* START RECORDS SUPPLIED *
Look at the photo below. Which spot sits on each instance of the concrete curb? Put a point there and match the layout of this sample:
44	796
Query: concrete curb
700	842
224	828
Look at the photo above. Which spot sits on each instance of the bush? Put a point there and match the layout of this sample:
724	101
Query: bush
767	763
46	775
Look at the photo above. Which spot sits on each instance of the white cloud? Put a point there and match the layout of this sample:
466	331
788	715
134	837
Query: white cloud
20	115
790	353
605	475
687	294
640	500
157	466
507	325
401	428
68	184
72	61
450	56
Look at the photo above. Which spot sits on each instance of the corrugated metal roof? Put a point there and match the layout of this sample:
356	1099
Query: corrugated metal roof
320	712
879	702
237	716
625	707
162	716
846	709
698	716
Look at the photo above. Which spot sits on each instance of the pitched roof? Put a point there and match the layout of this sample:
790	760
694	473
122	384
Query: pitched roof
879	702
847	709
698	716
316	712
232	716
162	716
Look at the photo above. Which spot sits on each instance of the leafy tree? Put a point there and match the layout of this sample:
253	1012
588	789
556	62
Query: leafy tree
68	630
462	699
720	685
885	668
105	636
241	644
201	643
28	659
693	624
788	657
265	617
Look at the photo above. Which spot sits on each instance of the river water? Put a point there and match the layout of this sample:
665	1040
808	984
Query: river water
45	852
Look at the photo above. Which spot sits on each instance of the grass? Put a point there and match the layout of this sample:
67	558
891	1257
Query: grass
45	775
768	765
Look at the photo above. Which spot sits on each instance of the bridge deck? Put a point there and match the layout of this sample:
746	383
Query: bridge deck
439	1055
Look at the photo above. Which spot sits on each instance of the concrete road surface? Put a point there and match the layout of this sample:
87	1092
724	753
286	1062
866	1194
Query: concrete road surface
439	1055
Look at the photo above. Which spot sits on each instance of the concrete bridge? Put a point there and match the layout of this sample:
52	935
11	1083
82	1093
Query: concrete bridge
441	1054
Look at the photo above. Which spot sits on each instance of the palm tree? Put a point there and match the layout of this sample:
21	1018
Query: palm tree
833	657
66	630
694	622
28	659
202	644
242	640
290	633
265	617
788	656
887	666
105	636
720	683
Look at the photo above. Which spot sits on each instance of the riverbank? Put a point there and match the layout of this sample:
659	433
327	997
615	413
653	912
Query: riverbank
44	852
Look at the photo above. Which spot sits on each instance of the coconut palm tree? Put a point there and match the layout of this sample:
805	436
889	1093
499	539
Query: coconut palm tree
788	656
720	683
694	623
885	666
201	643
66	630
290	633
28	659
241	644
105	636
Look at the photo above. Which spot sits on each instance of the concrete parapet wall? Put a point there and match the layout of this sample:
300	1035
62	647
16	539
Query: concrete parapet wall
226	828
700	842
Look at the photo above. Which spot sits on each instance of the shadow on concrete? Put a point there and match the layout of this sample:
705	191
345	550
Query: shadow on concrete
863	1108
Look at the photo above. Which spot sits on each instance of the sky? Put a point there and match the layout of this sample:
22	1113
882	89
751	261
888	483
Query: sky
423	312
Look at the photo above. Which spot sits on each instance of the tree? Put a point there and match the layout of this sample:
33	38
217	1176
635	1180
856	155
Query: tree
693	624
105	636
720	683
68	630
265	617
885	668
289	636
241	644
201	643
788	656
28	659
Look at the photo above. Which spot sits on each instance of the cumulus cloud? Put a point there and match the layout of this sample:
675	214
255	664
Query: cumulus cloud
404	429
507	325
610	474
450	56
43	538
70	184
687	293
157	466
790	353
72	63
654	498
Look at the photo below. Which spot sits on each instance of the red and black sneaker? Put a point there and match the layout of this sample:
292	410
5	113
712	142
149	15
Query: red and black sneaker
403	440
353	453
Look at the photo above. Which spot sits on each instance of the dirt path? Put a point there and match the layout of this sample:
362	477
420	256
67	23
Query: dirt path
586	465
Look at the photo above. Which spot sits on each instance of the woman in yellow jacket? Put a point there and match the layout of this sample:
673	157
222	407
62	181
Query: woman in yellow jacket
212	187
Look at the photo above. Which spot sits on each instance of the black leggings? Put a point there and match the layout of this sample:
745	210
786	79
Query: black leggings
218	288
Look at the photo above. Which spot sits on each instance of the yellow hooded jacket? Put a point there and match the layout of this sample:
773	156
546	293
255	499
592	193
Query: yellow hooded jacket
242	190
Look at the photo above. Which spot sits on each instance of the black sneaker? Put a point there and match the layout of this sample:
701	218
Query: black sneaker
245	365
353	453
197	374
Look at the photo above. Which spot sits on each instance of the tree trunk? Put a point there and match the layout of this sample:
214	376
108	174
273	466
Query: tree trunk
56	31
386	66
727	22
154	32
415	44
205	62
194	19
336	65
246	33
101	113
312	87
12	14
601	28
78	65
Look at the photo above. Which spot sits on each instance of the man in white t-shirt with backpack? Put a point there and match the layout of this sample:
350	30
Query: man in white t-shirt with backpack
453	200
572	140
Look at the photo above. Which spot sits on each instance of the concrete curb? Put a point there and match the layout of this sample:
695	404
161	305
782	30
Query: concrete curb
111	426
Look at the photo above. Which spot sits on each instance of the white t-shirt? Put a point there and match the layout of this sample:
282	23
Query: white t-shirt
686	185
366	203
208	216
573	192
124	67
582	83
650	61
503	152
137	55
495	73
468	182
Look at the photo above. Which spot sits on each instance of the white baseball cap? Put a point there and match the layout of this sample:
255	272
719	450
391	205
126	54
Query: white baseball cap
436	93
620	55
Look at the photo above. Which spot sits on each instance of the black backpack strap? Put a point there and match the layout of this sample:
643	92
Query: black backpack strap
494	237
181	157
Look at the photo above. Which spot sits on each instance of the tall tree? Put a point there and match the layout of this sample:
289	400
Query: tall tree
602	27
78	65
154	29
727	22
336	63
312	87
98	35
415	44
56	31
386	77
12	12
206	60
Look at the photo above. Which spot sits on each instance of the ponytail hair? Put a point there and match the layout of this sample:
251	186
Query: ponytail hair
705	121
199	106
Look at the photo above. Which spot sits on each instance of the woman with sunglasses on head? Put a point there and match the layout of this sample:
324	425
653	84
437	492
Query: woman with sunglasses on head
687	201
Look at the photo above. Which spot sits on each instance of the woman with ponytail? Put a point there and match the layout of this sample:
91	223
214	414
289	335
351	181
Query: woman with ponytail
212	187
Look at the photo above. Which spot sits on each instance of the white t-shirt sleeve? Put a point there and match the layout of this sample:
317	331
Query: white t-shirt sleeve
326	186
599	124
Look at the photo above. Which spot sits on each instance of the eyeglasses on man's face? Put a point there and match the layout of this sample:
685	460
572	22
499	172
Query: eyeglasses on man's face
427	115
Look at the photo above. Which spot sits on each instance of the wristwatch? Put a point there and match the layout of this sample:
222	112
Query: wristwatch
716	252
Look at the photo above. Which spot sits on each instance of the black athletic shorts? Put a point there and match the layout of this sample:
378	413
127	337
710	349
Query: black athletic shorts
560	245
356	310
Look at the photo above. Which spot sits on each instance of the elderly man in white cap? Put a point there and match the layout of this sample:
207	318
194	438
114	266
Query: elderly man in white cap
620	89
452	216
* END RECORDS SUPPLIED *
▶ **WORK TO DO**:
Quote only the lines from the line containing "the black backpack" through the end of the listing, please, keeping both the first and the last line.

▶ **SOLUTION FOR THIS EXERCISE**:
Look at the photo above. Which spot sits on each instance of the black backpack strap? Put a point there and match the layout of this sample:
643	92
Query: black backpack strap
494	237
181	157
Look at the photo above. Which spot sits on each instance of the tall tree? Put a point there and match the layout of this sample:
289	400
Query: tall tree
602	27
78	65
154	29
727	22
336	63
312	87
98	35
415	44
56	31
386	77
12	12
206	60
Look at the photo above. Which spot sits on each instance of the ponytail hair? Put a point there and match the layout of this sample:
251	186
Query: ponytail hair
705	121
199	106
Look at the photo above. Which spot sits on each instance of the woman with sunglasses on head? Put a point there and match the layout of this sample:
324	425
653	84
437	492
Query: woman with sunglasses on head
687	201
Look at the photo above. Which spot sits on each instance of the woman with ponytail? Put a point there and match the layout of this sample:
91	223
214	414
289	335
351	181
Query: woman with ponytail
212	187
Look at the photo above. Which spot sits on each instance of the white t-shirt sleeve? Put a point there and match the layout of this sample:
317	331
Query: white t-shirt sleeve
326	186
599	124
Look at the photo above. Which spot sits on each instance of the eyeglasses on man's face? Put a point there and match the layout of this sample:
685	460
572	22
499	172
Query: eyeglasses on man's face
427	115
Look at the photo above. Which spot sits on each instance of the wristwatch? Put a point there and match the layout of this sample:
222	112
Query: wristwatch
716	252
Look at the photo above. Which spot sits on each instance of the black athletic shorts? Put a point there and match the layout of this sample:
378	413
127	337
710	349
Query: black athletic shorts
560	245
356	310
Look at the photo above. Which spot sits on each instance of the elderly man in white cap? Put a point there and match the layout of this sample:
207	318
194	438
114	266
Query: elderly man in white cap
620	89
452	216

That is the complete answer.